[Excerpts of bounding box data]
================================

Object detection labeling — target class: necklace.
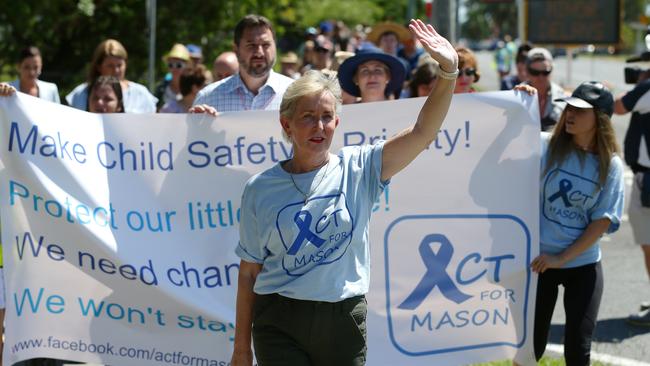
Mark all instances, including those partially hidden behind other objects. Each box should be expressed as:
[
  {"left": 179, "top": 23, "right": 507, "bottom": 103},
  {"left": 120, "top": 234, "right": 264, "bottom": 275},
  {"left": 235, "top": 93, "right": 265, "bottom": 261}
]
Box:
[{"left": 288, "top": 159, "right": 330, "bottom": 204}]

================================

_Stated problem_
Present the lines above as a numbered list, skipping any blank lines. Leave the pictures out of your answer.

_Answer for this exercise_
1. Object detection labeling — target class: necklace.
2. Mark all instances, including those partially hidden behind other objects. Each box should be expressed as:
3. [
4.   {"left": 179, "top": 23, "right": 507, "bottom": 103},
5.   {"left": 120, "top": 234, "right": 264, "bottom": 275},
6.   {"left": 235, "top": 93, "right": 265, "bottom": 261}
7. ]
8. Box:
9. [{"left": 288, "top": 159, "right": 330, "bottom": 204}]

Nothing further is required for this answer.